§ **EXERCISE REQUIREMENTS**:
Once the line containing "Target | bright sky through trees" is found, set down that line and each one after it exactly, through the end of the entries.
-- DATA follows --
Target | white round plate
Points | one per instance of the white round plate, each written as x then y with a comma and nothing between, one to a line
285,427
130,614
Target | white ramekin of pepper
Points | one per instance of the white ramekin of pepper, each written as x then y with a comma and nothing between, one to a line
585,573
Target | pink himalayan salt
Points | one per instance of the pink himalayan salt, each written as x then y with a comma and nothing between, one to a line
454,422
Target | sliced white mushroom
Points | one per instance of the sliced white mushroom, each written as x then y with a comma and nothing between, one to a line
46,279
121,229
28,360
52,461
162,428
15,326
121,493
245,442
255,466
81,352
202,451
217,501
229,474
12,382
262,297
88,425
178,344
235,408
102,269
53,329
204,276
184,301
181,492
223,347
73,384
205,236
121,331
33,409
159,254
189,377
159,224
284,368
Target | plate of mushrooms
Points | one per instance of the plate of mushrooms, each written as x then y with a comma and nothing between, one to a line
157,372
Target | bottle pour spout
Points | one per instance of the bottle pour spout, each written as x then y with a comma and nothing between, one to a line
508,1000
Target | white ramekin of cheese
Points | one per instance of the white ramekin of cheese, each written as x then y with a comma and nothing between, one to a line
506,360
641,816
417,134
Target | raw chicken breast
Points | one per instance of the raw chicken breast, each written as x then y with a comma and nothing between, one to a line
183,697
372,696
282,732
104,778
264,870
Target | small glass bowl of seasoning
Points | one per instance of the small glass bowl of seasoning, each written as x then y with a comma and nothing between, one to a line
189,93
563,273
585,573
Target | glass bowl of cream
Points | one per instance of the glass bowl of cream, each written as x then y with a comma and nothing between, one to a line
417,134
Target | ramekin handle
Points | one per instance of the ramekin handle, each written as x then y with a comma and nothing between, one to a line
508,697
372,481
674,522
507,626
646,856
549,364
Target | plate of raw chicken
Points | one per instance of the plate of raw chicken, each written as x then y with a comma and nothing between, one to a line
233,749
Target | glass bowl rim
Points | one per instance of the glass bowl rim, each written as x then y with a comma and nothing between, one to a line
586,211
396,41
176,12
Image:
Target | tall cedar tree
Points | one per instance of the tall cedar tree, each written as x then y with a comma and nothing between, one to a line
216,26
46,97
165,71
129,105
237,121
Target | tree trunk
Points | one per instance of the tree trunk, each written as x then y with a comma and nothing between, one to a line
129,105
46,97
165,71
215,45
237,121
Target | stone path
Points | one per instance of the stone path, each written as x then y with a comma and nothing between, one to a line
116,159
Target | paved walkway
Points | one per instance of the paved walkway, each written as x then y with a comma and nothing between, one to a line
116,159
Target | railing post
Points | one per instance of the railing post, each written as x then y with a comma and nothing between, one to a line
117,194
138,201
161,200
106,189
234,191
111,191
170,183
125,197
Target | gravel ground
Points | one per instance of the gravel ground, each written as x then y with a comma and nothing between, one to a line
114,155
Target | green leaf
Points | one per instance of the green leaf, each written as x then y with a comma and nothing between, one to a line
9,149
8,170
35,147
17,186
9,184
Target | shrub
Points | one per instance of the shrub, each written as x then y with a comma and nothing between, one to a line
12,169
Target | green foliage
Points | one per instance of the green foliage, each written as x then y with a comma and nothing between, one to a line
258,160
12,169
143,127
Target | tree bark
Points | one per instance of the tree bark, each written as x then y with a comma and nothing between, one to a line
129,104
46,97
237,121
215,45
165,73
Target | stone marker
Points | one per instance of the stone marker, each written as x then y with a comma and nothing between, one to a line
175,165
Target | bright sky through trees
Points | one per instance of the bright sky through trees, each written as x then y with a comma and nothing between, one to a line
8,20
-- DATA concluded --
§ **ANSWER**:
Target | bright sky through trees
Points | one per instance of the bright sky through trees, each written as x then y with a comma and nothing between, one to a line
8,20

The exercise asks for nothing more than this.